Stored data:
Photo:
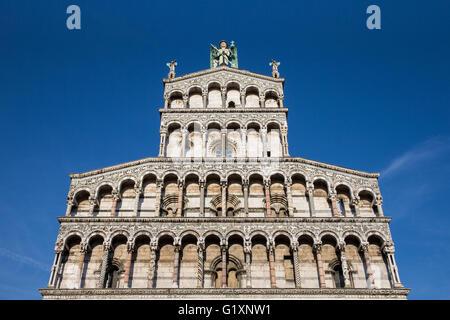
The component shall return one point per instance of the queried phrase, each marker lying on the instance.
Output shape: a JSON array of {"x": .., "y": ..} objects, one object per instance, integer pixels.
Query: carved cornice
[{"x": 242, "y": 293}]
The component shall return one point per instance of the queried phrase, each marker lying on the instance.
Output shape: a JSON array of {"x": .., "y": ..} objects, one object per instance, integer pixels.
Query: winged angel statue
[{"x": 223, "y": 55}]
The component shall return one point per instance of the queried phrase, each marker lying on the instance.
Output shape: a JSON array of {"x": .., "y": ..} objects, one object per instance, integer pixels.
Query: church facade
[{"x": 224, "y": 211}]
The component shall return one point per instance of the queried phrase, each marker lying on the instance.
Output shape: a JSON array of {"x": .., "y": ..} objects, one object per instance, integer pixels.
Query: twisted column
[
  {"x": 223, "y": 184},
  {"x": 224, "y": 264},
  {"x": 180, "y": 199},
  {"x": 176, "y": 265},
  {"x": 267, "y": 193},
  {"x": 389, "y": 250},
  {"x": 202, "y": 197},
  {"x": 344, "y": 264},
  {"x": 159, "y": 185},
  {"x": 70, "y": 204},
  {"x": 126, "y": 277},
  {"x": 245, "y": 186},
  {"x": 115, "y": 198},
  {"x": 310, "y": 192},
  {"x": 294, "y": 248},
  {"x": 365, "y": 249},
  {"x": 318, "y": 250},
  {"x": 200, "y": 262},
  {"x": 151, "y": 271},
  {"x": 83, "y": 251},
  {"x": 106, "y": 251},
  {"x": 248, "y": 253},
  {"x": 271, "y": 250},
  {"x": 138, "y": 193}
]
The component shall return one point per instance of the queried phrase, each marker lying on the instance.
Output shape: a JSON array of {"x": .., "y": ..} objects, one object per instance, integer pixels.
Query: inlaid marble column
[
  {"x": 223, "y": 249},
  {"x": 310, "y": 192},
  {"x": 245, "y": 186},
  {"x": 318, "y": 250},
  {"x": 244, "y": 142},
  {"x": 92, "y": 203},
  {"x": 138, "y": 193},
  {"x": 204, "y": 98},
  {"x": 115, "y": 198},
  {"x": 267, "y": 194},
  {"x": 248, "y": 271},
  {"x": 202, "y": 197},
  {"x": 184, "y": 134},
  {"x": 223, "y": 185},
  {"x": 55, "y": 267},
  {"x": 289, "y": 196},
  {"x": 263, "y": 132},
  {"x": 180, "y": 199},
  {"x": 271, "y": 249},
  {"x": 83, "y": 251},
  {"x": 204, "y": 135},
  {"x": 378, "y": 203},
  {"x": 152, "y": 269},
  {"x": 126, "y": 277},
  {"x": 162, "y": 144},
  {"x": 344, "y": 264},
  {"x": 200, "y": 262},
  {"x": 106, "y": 252},
  {"x": 70, "y": 204},
  {"x": 176, "y": 265},
  {"x": 224, "y": 143},
  {"x": 389, "y": 250},
  {"x": 224, "y": 97},
  {"x": 332, "y": 198},
  {"x": 294, "y": 248},
  {"x": 159, "y": 186},
  {"x": 355, "y": 203},
  {"x": 365, "y": 249}
]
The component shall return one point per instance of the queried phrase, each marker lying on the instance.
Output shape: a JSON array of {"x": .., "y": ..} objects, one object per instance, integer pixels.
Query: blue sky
[{"x": 372, "y": 100}]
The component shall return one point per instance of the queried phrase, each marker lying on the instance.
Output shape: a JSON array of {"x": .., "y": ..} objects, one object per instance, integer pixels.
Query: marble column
[
  {"x": 248, "y": 272},
  {"x": 267, "y": 194},
  {"x": 151, "y": 271},
  {"x": 310, "y": 192},
  {"x": 202, "y": 197},
  {"x": 138, "y": 193},
  {"x": 318, "y": 250},
  {"x": 126, "y": 277},
  {"x": 289, "y": 196},
  {"x": 180, "y": 199},
  {"x": 55, "y": 267},
  {"x": 389, "y": 250},
  {"x": 365, "y": 249},
  {"x": 332, "y": 198},
  {"x": 70, "y": 204},
  {"x": 245, "y": 186},
  {"x": 294, "y": 248},
  {"x": 271, "y": 250},
  {"x": 344, "y": 264},
  {"x": 159, "y": 186},
  {"x": 83, "y": 251},
  {"x": 224, "y": 143},
  {"x": 224, "y": 265},
  {"x": 115, "y": 198},
  {"x": 378, "y": 203},
  {"x": 200, "y": 262},
  {"x": 162, "y": 144},
  {"x": 223, "y": 184},
  {"x": 176, "y": 265},
  {"x": 106, "y": 251}
]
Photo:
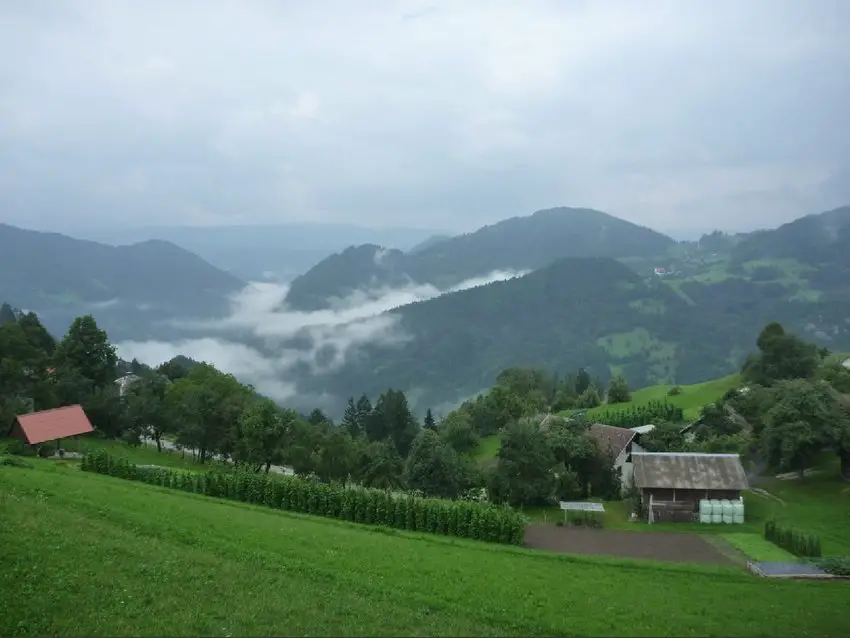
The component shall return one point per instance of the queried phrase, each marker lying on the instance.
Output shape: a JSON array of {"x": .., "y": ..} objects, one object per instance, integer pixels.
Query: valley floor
[{"x": 95, "y": 555}]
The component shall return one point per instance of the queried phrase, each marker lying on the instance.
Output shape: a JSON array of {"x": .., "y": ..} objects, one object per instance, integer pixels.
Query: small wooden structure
[
  {"x": 671, "y": 484},
  {"x": 38, "y": 428},
  {"x": 583, "y": 513}
]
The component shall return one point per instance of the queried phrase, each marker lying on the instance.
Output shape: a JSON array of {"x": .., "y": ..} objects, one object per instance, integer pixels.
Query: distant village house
[{"x": 619, "y": 443}]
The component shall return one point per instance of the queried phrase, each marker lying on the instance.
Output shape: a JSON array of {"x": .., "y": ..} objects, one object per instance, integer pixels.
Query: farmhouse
[
  {"x": 42, "y": 427},
  {"x": 672, "y": 484},
  {"x": 620, "y": 443}
]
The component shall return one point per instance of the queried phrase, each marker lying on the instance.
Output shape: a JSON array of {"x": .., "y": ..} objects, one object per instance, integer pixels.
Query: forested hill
[
  {"x": 592, "y": 312},
  {"x": 820, "y": 241},
  {"x": 518, "y": 244},
  {"x": 130, "y": 287}
]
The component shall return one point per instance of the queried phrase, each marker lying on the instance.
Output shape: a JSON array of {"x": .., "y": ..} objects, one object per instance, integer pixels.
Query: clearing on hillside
[
  {"x": 667, "y": 546},
  {"x": 691, "y": 397}
]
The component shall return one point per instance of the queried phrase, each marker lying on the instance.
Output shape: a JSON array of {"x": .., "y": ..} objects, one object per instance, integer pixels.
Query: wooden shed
[
  {"x": 672, "y": 484},
  {"x": 42, "y": 427}
]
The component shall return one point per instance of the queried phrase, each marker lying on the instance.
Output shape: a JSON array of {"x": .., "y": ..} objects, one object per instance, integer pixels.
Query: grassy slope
[
  {"x": 86, "y": 554},
  {"x": 692, "y": 398}
]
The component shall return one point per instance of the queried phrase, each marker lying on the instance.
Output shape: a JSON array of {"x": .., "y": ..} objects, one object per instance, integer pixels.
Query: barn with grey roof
[{"x": 672, "y": 484}]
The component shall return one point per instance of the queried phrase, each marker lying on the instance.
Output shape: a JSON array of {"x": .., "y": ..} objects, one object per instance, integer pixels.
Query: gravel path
[{"x": 668, "y": 546}]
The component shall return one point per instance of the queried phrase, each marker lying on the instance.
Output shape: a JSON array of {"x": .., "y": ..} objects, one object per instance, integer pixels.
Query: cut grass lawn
[
  {"x": 757, "y": 548},
  {"x": 92, "y": 555}
]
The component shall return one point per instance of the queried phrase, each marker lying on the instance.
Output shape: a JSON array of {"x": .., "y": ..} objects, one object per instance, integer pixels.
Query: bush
[
  {"x": 835, "y": 565},
  {"x": 16, "y": 447},
  {"x": 357, "y": 504},
  {"x": 792, "y": 540},
  {"x": 13, "y": 461}
]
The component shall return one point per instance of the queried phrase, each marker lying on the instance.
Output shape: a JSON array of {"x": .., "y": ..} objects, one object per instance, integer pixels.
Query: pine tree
[
  {"x": 351, "y": 419},
  {"x": 429, "y": 420}
]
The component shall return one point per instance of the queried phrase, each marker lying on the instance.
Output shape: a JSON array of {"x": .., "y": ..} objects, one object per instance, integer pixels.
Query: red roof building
[{"x": 50, "y": 425}]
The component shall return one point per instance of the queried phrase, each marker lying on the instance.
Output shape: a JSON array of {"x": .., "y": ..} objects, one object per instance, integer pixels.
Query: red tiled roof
[
  {"x": 611, "y": 438},
  {"x": 58, "y": 423}
]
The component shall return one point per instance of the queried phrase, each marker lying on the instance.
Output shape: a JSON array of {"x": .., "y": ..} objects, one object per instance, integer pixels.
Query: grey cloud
[
  {"x": 679, "y": 114},
  {"x": 288, "y": 344}
]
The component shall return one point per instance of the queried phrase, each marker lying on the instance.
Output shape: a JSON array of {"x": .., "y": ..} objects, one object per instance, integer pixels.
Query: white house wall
[{"x": 626, "y": 468}]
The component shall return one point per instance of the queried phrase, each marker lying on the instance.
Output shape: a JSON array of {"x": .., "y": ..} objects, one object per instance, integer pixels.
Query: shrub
[
  {"x": 16, "y": 447},
  {"x": 835, "y": 565},
  {"x": 465, "y": 519},
  {"x": 792, "y": 540},
  {"x": 13, "y": 461}
]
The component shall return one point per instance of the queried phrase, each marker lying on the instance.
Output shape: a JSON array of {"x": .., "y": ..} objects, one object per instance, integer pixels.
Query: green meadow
[{"x": 85, "y": 554}]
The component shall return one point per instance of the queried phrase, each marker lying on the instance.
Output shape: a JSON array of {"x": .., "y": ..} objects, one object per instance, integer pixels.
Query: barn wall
[
  {"x": 18, "y": 433},
  {"x": 692, "y": 496}
]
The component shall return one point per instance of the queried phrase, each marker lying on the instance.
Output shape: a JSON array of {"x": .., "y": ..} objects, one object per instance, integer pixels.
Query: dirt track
[{"x": 670, "y": 546}]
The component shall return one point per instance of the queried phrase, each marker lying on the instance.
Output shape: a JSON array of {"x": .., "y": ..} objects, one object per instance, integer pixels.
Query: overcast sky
[{"x": 685, "y": 115}]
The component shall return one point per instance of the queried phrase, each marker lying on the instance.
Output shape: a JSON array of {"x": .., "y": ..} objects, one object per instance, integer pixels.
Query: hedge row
[
  {"x": 797, "y": 542},
  {"x": 359, "y": 505}
]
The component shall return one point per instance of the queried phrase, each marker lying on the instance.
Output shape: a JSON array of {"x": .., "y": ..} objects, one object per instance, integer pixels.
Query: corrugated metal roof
[
  {"x": 58, "y": 423},
  {"x": 611, "y": 438},
  {"x": 689, "y": 471}
]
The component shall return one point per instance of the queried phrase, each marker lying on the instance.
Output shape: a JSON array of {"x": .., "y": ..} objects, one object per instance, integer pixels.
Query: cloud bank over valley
[{"x": 264, "y": 343}]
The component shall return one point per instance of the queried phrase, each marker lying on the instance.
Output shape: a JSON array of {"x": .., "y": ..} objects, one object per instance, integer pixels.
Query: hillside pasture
[
  {"x": 86, "y": 554},
  {"x": 691, "y": 397}
]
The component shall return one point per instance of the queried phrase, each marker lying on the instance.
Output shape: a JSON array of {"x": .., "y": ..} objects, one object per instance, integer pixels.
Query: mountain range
[
  {"x": 645, "y": 306},
  {"x": 276, "y": 252},
  {"x": 133, "y": 290},
  {"x": 598, "y": 292},
  {"x": 516, "y": 244}
]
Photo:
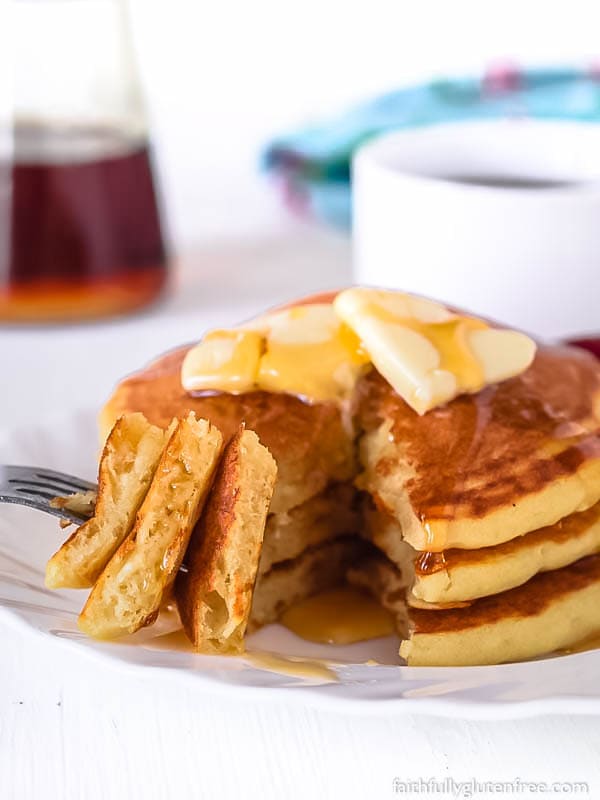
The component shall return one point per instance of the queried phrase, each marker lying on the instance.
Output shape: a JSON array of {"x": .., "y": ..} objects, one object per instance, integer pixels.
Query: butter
[
  {"x": 310, "y": 353},
  {"x": 305, "y": 351},
  {"x": 225, "y": 360},
  {"x": 427, "y": 353}
]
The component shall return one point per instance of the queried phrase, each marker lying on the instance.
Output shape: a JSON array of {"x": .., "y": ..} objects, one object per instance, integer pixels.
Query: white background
[{"x": 220, "y": 78}]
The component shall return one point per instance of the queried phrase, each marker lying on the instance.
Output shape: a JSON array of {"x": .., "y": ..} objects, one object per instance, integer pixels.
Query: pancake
[
  {"x": 553, "y": 611},
  {"x": 127, "y": 466},
  {"x": 486, "y": 468},
  {"x": 214, "y": 593},
  {"x": 310, "y": 443},
  {"x": 458, "y": 575},
  {"x": 128, "y": 594},
  {"x": 325, "y": 516},
  {"x": 315, "y": 570},
  {"x": 455, "y": 576}
]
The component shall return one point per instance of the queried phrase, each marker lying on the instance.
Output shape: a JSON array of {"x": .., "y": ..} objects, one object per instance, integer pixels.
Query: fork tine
[
  {"x": 70, "y": 483},
  {"x": 56, "y": 488},
  {"x": 42, "y": 504},
  {"x": 69, "y": 480}
]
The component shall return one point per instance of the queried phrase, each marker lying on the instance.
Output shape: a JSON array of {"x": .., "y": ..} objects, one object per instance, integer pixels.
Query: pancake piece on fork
[
  {"x": 214, "y": 592},
  {"x": 127, "y": 466},
  {"x": 128, "y": 593},
  {"x": 311, "y": 444}
]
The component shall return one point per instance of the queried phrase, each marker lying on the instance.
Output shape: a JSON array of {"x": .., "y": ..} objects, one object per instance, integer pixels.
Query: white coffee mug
[{"x": 501, "y": 218}]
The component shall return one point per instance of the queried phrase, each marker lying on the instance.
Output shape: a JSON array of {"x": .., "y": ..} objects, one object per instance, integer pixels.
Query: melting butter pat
[
  {"x": 305, "y": 351},
  {"x": 224, "y": 361},
  {"x": 427, "y": 353},
  {"x": 311, "y": 353}
]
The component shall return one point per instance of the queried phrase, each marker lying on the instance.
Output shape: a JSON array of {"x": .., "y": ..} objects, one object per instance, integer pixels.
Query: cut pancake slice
[
  {"x": 553, "y": 611},
  {"x": 315, "y": 570},
  {"x": 214, "y": 593},
  {"x": 326, "y": 516},
  {"x": 311, "y": 443},
  {"x": 486, "y": 468},
  {"x": 129, "y": 591},
  {"x": 127, "y": 466}
]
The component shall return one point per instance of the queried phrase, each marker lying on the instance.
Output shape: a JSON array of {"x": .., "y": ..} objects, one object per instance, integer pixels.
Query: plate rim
[{"x": 315, "y": 695}]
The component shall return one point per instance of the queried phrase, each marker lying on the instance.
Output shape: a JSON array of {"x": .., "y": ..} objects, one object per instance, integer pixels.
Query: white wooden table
[{"x": 72, "y": 729}]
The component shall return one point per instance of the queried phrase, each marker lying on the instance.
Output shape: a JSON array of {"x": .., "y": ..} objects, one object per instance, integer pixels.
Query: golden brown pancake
[
  {"x": 130, "y": 590},
  {"x": 552, "y": 611},
  {"x": 309, "y": 442},
  {"x": 127, "y": 466},
  {"x": 214, "y": 593},
  {"x": 456, "y": 576},
  {"x": 486, "y": 468}
]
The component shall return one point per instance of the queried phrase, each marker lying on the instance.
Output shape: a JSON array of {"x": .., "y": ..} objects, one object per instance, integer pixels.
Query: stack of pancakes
[
  {"x": 493, "y": 500},
  {"x": 481, "y": 517},
  {"x": 310, "y": 538}
]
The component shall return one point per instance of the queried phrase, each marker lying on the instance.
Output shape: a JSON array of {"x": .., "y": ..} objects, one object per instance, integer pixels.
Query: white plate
[{"x": 27, "y": 539}]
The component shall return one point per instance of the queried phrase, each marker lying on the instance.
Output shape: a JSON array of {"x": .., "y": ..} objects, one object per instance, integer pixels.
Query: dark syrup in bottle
[{"x": 80, "y": 229}]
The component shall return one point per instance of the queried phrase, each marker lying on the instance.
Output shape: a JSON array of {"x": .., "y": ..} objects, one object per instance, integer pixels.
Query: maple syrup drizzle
[{"x": 339, "y": 616}]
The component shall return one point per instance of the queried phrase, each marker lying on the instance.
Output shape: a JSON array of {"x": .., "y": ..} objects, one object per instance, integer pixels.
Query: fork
[{"x": 35, "y": 487}]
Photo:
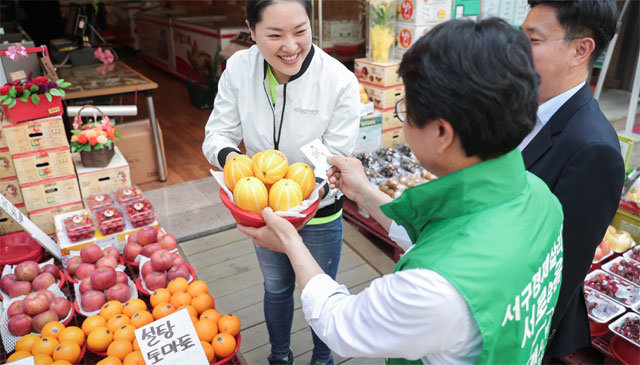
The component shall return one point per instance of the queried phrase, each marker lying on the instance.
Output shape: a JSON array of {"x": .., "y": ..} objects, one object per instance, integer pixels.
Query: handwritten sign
[
  {"x": 171, "y": 340},
  {"x": 33, "y": 230}
]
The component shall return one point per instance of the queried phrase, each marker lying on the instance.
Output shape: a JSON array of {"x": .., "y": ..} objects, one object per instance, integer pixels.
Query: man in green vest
[{"x": 481, "y": 282}]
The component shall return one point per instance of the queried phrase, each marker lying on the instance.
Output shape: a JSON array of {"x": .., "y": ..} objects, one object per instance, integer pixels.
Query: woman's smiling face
[{"x": 283, "y": 36}]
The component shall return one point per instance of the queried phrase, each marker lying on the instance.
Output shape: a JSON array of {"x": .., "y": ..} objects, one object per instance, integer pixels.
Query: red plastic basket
[{"x": 254, "y": 220}]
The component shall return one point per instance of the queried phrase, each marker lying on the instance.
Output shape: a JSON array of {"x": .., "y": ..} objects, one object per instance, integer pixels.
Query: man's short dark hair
[
  {"x": 477, "y": 76},
  {"x": 595, "y": 19}
]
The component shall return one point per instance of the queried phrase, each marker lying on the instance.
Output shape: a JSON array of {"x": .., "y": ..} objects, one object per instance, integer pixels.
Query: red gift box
[{"x": 24, "y": 111}]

The exercise:
Report every line in the rows above that contains the word "dark", copying each such line in full.

Solution to the problem:
Query: dark syrup in bottle
Query: man's short dark hair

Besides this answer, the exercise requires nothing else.